▸ **TASK STATEMENT**
Convert the material below into a numbered list with one line per entry, and leave out any blank lines.

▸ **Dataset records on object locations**
════════════════════

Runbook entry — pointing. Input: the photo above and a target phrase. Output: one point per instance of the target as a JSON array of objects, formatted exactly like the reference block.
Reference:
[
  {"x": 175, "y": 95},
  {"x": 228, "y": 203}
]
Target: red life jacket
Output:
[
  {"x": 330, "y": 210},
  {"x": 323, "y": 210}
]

════════════════════

▸ **THE ANSWER**
1. Runbook entry — pointing. Input: the photo above and a target phrase. Output: one point per instance of the target as a JSON array of objects, formatted exactly like the reference block.
2. Reference:
3. [
4.   {"x": 175, "y": 95},
5.   {"x": 228, "y": 203}
6. ]
7. Target: red life jacket
8. Output:
9. [
10.   {"x": 330, "y": 210},
11.   {"x": 323, "y": 210}
12. ]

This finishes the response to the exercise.